_PROBLEM STATEMENT:_ Return verbatim the run of lines that opens with the line holding "Target: orange cloud" and closes with the last line of the records.

[Natural language region descriptions]
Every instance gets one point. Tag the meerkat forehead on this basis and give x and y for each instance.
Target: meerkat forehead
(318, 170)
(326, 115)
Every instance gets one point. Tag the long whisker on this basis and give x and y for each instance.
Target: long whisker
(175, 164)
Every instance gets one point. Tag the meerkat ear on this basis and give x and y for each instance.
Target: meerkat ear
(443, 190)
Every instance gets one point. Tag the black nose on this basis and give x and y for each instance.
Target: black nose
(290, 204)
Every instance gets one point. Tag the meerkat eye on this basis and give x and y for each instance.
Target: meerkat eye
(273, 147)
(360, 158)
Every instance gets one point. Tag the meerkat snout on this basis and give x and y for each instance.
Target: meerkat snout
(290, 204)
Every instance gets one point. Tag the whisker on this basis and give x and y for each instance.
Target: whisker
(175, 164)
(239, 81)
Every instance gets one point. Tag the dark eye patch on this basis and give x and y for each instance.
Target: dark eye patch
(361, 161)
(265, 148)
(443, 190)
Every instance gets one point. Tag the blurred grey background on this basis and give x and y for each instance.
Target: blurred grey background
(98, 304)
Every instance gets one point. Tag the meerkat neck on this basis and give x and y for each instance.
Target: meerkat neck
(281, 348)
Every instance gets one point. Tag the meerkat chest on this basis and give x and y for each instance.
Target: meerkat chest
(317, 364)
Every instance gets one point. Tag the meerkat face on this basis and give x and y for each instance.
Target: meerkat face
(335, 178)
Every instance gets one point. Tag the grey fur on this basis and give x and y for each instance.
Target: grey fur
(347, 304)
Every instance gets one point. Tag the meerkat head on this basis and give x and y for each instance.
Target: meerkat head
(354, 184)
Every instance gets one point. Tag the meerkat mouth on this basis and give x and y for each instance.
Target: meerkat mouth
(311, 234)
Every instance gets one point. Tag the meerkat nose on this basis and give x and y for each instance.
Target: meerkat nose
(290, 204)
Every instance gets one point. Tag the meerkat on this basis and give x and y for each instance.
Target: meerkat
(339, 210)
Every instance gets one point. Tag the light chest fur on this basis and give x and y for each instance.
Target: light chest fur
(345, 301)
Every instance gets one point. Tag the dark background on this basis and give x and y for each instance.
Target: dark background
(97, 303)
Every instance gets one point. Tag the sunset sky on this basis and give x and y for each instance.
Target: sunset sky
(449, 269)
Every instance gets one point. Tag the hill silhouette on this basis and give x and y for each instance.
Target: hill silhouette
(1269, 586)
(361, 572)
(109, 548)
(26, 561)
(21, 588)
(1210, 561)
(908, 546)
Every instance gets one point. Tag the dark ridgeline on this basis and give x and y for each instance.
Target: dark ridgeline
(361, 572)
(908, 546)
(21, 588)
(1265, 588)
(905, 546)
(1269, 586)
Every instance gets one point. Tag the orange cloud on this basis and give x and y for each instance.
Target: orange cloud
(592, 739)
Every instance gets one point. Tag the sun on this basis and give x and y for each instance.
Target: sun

_OUTPUT OF THE EXERCISE:_
Target: orange cloud
(592, 739)
Every instance gets one point. Tag the sun on this basis and give x and y for each instance.
Target: sun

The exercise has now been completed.